##### Source extract #####

Exams 2021: Whistling in the dark, once again

Written by: Dr Mary Bousted | Published:
Image: Adobe Stock

As Ofqual consults over how this summer’s examinations are to be graded, Dr Mary Bousted is saddened yet not surprised that teachers will once again be left to pick up the pieces from a lack of government planning


“A lesson learned” is something that Gavin Williamson appears to be incapable of doing – which is ironic given his position as secretary of state for education.

Last summer’s abject failure to manage the awarding process for GCSE, A level and vocational courses caused outrage among pupils, parents and the public. It was as much of a cut-through story as Dominic Cummings’ eye-sight test in Barnard Castle. You would have thought that ministers would do anything to avoid further humiliation. But no, apparently not.

And so, this January teachers once again find themselves in the same position. The exams cannot go ahead – despite Gavin Williamson’s repeated assurances throughout the autumn term that they would not be cancelled – and something must be done.

But what must be done? There are no good answers to that question. Had Gavin Williamson followed the advice given to him in September by all the unions he would have a plan B ready to hand – in the form of clear, well-worked proposals to replace exams.

But he did not listen to our advice and, as a result, there is no plan B. It does not help that ministers have repeated ad nauseum the mantra that exams are the only way, because teachers are left in an impossible position when they can’t take place.

#####

**Activity 1**.
How would you translate this sentence from the article on the 2021 exams into French: "You would have thought that ministers would do anything to avoid further humiliation."
**Activity 2**.
Can you turn the paragraph beginning "Last summer's abject failure" in the article on the 2021 exams into a short bulleted list that keeps its main facts?
**Activity 3**.
According to the article on the 2021 exams, in which month did all the unions advise Gavin Williamson to prepare a plan B?

##### Supplied entries #####

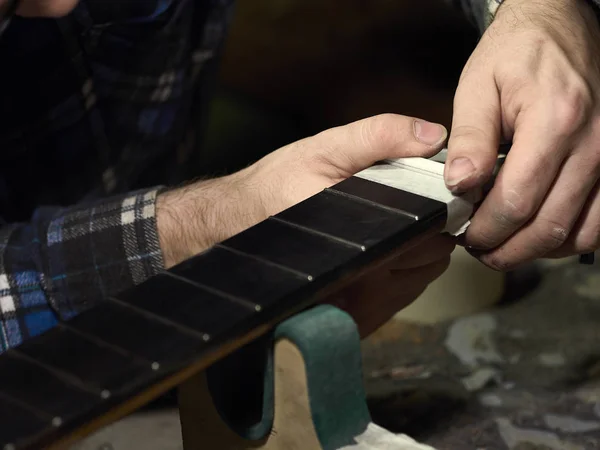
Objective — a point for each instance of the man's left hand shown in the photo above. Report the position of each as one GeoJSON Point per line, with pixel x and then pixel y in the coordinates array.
{"type": "Point", "coordinates": [534, 79]}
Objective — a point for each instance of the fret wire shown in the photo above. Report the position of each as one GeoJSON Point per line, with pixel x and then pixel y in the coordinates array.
{"type": "Point", "coordinates": [239, 300]}
{"type": "Point", "coordinates": [366, 201]}
{"type": "Point", "coordinates": [266, 261]}
{"type": "Point", "coordinates": [61, 375]}
{"type": "Point", "coordinates": [184, 329]}
{"type": "Point", "coordinates": [102, 343]}
{"type": "Point", "coordinates": [318, 233]}
{"type": "Point", "coordinates": [42, 415]}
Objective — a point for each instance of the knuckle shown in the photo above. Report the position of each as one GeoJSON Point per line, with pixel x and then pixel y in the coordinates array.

#####

**Worked solution 1**.
On aurait pu penser que les ministres feraient tout pour éviter une nouvelle humiliation.

**Worked solution 2**.
- Last summer, the awarding process for GCSE, A level and vocational courses was mismanaged.
- This failure caused outrage among pupils, parents and the public.
- The story cut through as widely as Dominic Cummings' eyesight test in Barnard Castle.
- Ministers might have been expected to do anything to avoid further humiliation, but apparently they did not.

**Worked solution 3**.
September.